>> Begin
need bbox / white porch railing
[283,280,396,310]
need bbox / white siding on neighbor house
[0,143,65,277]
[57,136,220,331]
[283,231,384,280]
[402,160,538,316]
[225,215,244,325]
>> End
▶ _STATED TASK_: Present all of the data above as a numbered list, skipping any blank lines.

▶ _WRITTEN RESPONSE_:
1. need bbox / white porch railing
2. [283,280,396,310]
3. need bbox / white siding on neighbor house
4. [0,143,65,277]
5. [57,136,220,331]
6. [283,231,384,280]
7. [402,160,538,316]
8. [225,215,244,325]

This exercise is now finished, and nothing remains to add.